Given exercise:
Your task is to repeat the records exactly from the line containing "Spot the wooden choir" onward, through the final line.

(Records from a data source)
-- START --

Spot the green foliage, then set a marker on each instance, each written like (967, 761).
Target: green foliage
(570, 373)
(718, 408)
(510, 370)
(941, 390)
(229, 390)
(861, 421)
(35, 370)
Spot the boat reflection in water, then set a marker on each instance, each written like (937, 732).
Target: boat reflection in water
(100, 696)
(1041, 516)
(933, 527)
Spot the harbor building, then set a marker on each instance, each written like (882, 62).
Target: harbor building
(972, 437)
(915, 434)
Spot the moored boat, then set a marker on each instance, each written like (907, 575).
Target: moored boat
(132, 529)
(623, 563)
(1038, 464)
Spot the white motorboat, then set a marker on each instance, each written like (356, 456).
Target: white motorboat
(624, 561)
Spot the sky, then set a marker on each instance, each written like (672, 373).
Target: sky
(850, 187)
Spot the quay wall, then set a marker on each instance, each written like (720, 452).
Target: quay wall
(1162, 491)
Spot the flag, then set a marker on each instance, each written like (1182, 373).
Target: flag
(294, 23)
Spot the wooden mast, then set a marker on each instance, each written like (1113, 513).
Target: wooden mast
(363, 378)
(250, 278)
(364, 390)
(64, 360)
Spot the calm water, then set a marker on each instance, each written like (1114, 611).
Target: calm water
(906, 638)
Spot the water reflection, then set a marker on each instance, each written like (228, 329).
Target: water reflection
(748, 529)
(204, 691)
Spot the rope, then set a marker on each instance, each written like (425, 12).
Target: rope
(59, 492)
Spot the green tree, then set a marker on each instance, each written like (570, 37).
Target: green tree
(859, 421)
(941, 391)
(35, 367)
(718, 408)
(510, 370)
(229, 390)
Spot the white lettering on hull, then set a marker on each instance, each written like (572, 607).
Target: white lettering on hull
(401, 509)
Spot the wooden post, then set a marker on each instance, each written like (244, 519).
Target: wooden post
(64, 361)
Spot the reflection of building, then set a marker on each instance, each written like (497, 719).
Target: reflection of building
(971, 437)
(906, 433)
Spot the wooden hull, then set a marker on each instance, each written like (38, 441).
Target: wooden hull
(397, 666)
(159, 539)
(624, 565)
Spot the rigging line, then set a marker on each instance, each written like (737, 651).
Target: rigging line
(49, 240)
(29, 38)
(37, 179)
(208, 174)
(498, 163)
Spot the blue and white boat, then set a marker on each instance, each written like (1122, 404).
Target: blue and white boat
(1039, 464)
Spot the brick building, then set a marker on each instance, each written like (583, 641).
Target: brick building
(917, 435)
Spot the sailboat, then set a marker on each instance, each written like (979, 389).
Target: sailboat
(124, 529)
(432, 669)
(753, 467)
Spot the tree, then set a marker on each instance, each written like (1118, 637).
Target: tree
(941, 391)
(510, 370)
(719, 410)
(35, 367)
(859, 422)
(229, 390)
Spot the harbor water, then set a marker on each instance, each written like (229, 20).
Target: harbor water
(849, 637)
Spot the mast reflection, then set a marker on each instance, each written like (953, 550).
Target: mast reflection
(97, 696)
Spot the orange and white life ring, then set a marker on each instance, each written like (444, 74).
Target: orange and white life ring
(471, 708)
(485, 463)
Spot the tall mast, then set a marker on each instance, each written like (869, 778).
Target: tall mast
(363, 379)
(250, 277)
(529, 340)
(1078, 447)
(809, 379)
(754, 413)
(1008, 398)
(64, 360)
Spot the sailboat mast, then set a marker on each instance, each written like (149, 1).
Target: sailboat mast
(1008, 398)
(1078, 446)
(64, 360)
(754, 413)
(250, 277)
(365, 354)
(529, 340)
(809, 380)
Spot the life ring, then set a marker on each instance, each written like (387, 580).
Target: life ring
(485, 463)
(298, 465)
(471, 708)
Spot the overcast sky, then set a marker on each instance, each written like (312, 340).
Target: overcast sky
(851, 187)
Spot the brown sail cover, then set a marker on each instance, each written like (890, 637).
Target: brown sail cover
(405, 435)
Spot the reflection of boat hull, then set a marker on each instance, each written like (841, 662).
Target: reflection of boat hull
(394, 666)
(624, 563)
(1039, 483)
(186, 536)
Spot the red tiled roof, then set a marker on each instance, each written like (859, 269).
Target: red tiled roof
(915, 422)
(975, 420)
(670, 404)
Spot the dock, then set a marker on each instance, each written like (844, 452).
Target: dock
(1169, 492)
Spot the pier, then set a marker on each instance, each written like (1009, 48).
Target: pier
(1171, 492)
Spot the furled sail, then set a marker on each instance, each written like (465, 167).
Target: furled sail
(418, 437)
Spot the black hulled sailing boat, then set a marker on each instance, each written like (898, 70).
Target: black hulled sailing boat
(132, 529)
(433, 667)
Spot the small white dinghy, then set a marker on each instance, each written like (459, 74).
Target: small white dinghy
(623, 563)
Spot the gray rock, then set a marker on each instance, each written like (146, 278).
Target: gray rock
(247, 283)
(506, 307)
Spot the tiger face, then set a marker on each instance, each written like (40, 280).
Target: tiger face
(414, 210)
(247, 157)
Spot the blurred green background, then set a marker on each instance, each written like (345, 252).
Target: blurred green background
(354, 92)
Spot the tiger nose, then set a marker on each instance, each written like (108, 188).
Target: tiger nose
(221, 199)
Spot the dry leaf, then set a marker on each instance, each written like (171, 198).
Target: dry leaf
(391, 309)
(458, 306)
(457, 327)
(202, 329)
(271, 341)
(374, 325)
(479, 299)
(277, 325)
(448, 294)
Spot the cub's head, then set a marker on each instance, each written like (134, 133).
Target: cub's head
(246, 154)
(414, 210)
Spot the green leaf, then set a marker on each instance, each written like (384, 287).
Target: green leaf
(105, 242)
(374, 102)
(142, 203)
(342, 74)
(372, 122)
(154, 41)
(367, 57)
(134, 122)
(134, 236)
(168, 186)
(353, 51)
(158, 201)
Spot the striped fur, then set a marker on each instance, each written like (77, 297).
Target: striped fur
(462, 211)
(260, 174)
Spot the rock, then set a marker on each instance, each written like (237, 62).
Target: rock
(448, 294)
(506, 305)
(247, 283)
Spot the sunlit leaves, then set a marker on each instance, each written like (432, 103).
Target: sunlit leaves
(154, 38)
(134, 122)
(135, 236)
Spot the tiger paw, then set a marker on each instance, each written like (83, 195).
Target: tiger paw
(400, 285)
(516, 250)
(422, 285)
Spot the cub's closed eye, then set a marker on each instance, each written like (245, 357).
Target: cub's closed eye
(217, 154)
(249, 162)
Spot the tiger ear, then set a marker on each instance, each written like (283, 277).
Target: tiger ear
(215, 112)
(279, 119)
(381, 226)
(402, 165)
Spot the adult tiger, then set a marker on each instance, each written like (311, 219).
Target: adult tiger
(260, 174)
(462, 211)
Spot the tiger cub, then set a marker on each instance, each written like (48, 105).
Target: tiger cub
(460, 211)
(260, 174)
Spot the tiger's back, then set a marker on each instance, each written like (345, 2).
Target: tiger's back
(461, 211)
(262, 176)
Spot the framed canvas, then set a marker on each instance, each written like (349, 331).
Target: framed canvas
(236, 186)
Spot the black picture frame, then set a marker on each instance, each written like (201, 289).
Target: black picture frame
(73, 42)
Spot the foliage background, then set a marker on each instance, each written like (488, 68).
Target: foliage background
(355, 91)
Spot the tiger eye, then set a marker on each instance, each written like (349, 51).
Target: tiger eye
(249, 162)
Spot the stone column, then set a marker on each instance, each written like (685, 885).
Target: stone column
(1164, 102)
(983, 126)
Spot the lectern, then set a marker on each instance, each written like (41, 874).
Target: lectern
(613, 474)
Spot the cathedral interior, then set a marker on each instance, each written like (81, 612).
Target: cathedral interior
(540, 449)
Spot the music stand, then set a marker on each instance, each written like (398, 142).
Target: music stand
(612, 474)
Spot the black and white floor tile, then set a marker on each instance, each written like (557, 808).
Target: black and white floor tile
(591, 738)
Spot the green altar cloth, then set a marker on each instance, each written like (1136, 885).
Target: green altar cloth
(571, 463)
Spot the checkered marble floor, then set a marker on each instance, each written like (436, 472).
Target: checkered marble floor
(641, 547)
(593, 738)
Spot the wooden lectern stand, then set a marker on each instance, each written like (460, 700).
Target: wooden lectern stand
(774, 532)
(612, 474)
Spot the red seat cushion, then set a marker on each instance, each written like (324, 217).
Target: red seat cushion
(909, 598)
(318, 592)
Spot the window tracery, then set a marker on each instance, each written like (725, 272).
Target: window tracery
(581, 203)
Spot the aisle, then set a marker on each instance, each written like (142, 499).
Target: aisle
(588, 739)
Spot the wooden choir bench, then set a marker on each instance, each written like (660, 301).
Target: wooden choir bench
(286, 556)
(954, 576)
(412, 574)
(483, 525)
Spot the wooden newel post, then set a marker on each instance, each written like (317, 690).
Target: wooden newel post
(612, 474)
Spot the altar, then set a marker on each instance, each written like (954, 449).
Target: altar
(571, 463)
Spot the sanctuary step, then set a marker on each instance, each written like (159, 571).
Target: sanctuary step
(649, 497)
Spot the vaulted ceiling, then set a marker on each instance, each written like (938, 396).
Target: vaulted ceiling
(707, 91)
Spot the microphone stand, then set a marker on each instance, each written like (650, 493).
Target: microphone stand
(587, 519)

-- END --

Written response:
Spot the wooden choir bench, then set a marker on each instance, each written like (660, 301).
Target: wooden choir bench
(286, 556)
(954, 576)
(412, 574)
(483, 525)
Spot the wooden newel post, then set a marker on each instance, each written like (317, 690).
Target: wooden newel post
(612, 474)
Spot the altar, then set a marker on each instance, each written like (954, 449).
Target: altar
(571, 463)
Spot the sanctuary step, then set a marker on each instance, each written like (159, 571).
Target: sanctuary step
(649, 497)
Spot the vaulted ceiling, then set a marker on each instance, each written like (938, 396).
Target: vaulted ceiling
(707, 91)
Spot the microphone stand, then set a marker on each instance, each written like (650, 493).
Target: microphone stand
(587, 519)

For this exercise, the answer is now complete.